[Brett] just completed his DCF77 Master Bracket Clock, intended to be a backup to an old logic controlled clock he made. For our readers that don’t know, DCF77 is a German longwave time signal whose transmitter is located near Frankfurt (Germany). Every minute, the current date and time are sent on the 77.5kHz carrier signal.
The result, which you can see above, is made using an Ikea lantern, a skeleton clock, an ATmega328 (for Arduino compatibility), a voice recording playback IC (ISD1730), a cheap 20×4 LCD display, a DCF77 receiver module, and many LEDs. We’re pretty sure that it must have taken [Brett] quite a while to get such a nice looking clock. In case the clock loses power from the power supply, 3 AA cells provide battery backup. On the firmware side, making the platform Arduino-compatible allowed [Brett] to use its libraries so the coding was quickly done. Embedded after a break is a video of the final result.
Wait a second… you got the time?… LOL
+1
EXCELLENT ;^)
Beautiful. Maybe a white on black LCD would blend in better with the enclosure.

Region descriptions in natural language:
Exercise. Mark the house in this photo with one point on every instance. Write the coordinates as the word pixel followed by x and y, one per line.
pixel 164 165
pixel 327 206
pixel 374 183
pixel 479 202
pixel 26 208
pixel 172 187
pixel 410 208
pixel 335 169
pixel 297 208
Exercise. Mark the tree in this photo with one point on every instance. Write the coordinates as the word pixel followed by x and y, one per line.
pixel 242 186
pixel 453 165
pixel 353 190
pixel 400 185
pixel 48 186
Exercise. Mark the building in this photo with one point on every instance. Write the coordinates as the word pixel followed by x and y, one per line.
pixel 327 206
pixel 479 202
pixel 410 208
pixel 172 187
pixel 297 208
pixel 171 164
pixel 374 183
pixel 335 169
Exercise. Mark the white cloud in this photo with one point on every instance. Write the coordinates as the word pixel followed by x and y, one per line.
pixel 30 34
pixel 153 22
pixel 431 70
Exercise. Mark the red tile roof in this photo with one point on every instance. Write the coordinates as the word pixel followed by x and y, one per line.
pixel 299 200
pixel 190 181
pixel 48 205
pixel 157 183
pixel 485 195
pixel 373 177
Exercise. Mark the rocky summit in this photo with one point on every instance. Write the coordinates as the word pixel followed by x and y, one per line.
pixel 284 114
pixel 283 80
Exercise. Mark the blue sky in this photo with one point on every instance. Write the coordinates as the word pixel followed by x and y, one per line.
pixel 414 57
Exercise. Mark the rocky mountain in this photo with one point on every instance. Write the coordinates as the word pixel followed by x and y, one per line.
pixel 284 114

Task requirements =
From the post about the DCF77 clock, reproduce the part that begins with the words containing "The result, which" and ends with "with the enclosure.". The entries were taken from a different source than the text.

Exercise answer =
The result, which you can see above, is made using an Ikea lantern, a skeleton clock, an ATmega328 (for Arduino compatibility), a voice recording playback IC (ISD1730), a cheap 20×4 LCD display, a DCF77 receiver module, and many LEDs. We’re pretty sure that it must have taken [Brett] quite a while to get such a nice looking clock. In case the clock loses power from the power supply, 3 AA cells provide battery backup. On the firmware side, making the platform Arduino-compatible allowed [Brett] to use its libraries so the coding was quickly done. Embedded after a break is a video of the final result.
Wait a second… you got the time?… LOL
+1
EXCELLENT ;^)
Beautiful. Maybe a white on black LCD would blend in better with the enclosure.